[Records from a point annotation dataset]
____
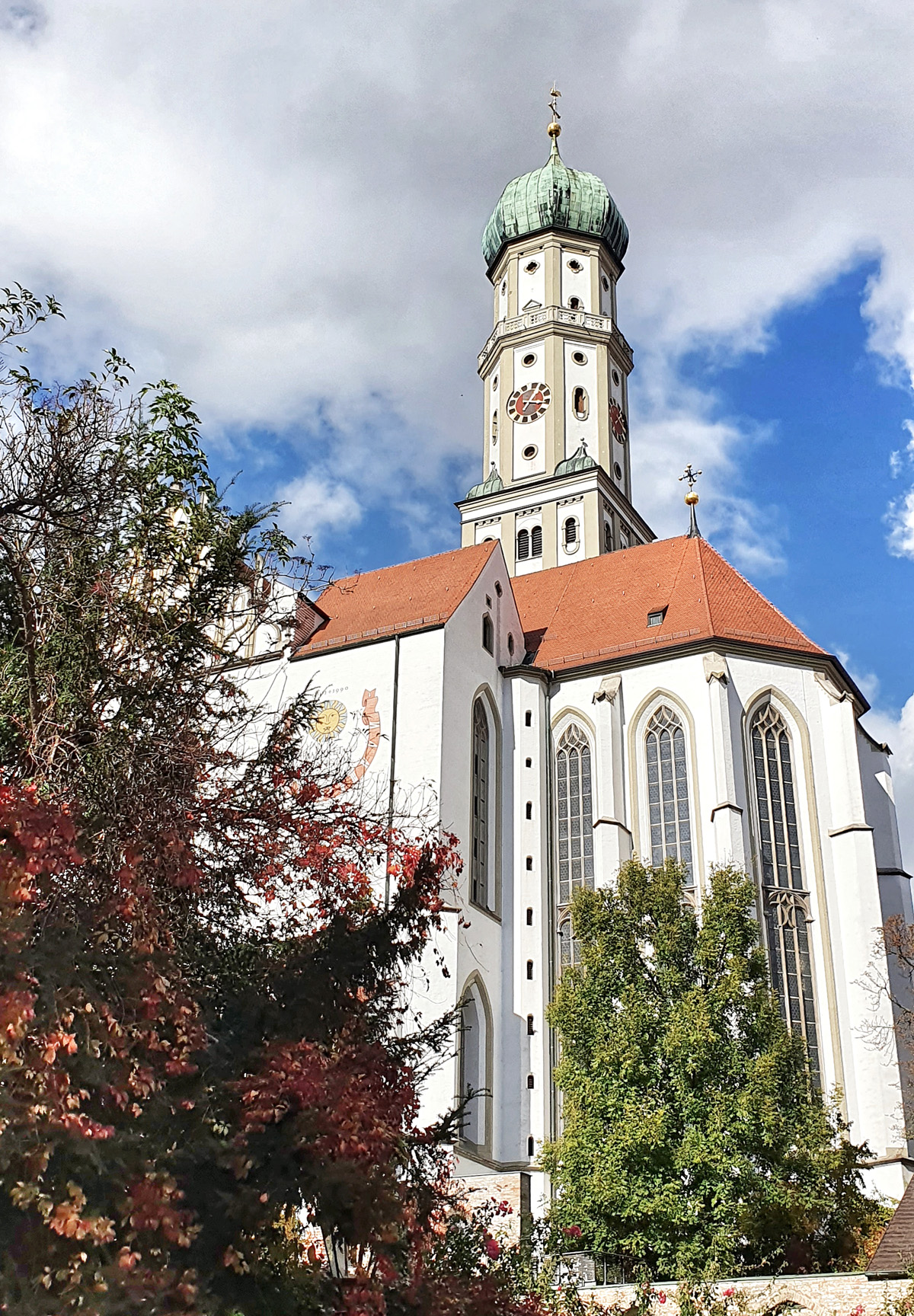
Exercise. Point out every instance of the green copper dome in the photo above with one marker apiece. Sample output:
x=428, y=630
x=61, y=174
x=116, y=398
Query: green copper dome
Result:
x=491, y=484
x=554, y=198
x=581, y=461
____
Reproduce every line of the material above, requests included, but multiply each x and y coordinate in the answers by 2.5 and round to whole numbers, with halves rounded up. Keep the sample coordinates in the requests unchanged, and leave the pictures out.

### Answer to the problem
Exercise. Point out every instance of the green copper dome in the photo above with one marker apiece. Sample output:
x=428, y=630
x=61, y=174
x=116, y=398
Query: green copper dome
Result:
x=1228, y=1210
x=1385, y=495
x=1453, y=1153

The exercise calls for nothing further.